An exact reprint of the data below is required, line for line.

Referring expression pointing data:
+---+

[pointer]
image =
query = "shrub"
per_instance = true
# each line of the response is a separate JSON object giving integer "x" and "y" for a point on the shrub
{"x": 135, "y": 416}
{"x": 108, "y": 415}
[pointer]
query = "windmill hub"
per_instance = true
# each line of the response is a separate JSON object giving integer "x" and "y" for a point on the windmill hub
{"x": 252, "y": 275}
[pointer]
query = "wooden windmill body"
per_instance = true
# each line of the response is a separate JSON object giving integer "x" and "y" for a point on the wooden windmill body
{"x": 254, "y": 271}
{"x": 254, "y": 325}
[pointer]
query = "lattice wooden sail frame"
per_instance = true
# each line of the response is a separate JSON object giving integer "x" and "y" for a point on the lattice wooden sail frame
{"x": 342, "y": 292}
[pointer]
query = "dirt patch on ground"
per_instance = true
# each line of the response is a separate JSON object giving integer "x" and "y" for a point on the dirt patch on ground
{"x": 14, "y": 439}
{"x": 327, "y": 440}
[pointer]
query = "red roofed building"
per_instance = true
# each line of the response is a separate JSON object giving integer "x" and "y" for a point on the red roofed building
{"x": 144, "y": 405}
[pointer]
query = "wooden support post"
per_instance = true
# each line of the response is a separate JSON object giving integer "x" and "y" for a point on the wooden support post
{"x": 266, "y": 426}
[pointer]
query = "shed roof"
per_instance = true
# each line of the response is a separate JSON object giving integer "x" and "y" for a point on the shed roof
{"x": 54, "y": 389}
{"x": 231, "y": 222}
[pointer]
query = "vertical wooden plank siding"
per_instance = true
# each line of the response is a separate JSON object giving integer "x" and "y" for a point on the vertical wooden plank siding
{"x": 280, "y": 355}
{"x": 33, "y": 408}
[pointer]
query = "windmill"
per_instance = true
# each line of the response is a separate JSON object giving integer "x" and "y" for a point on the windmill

+---+

**RESULT BELOW**
[pointer]
image =
query = "shrub"
per_instance = true
# each line of the response is a separate JSON object giving integer "x" and "y" for a point on the shrub
{"x": 135, "y": 416}
{"x": 108, "y": 415}
[pointer]
query = "windmill hub"
per_instance = true
# each line of the response is a separate JSON object giving integer "x" and "y" for a point on the windmill hub
{"x": 252, "y": 275}
[pointer]
query = "wooden windmill body"
per_instance = true
# each line of the response is a separate JSON object giving integer "x" and "y" for a point on the wooden windmill body
{"x": 254, "y": 271}
{"x": 254, "y": 325}
[pointer]
query = "lattice wooden sail frame"
per_instance = true
# each line of the response is a separate JSON object giving integer "x" and "y" for a point on the lattice wooden sail frame
{"x": 342, "y": 292}
[pointer]
query = "dirt patch on ground"
per_instance = true
# each line of the response is a separate JSON object giving integer "x" and "y" for a point on the dirt patch on ground
{"x": 14, "y": 439}
{"x": 327, "y": 440}
[pointer]
query = "red roofed building"
per_instance = true
# each line of the response is a separate JSON object giving integer "x" and "y" for a point on the red roofed building
{"x": 144, "y": 405}
[pointer]
query = "wooden support post"
per_instance = true
# each line of the response is a separate JSON object giving integer "x" and "y" for a point on the wooden support post
{"x": 266, "y": 426}
[pointer]
query = "shed roof"
per_instance = true
# each line of the response is a separate JSON object giving integer "x" and "y" for a point on the shed roof
{"x": 54, "y": 389}
{"x": 231, "y": 222}
[pointer]
query = "vertical wooden plank siding"
per_instance = true
# each line of the response is a separate JSON object giving integer "x" and "y" for a point on the vertical wooden plank siding
{"x": 280, "y": 355}
{"x": 33, "y": 408}
[pointer]
query = "windmill"
per_instance = true
# each line of the response is a separate JSON object giving integer "x" and "y" for a point on the windmill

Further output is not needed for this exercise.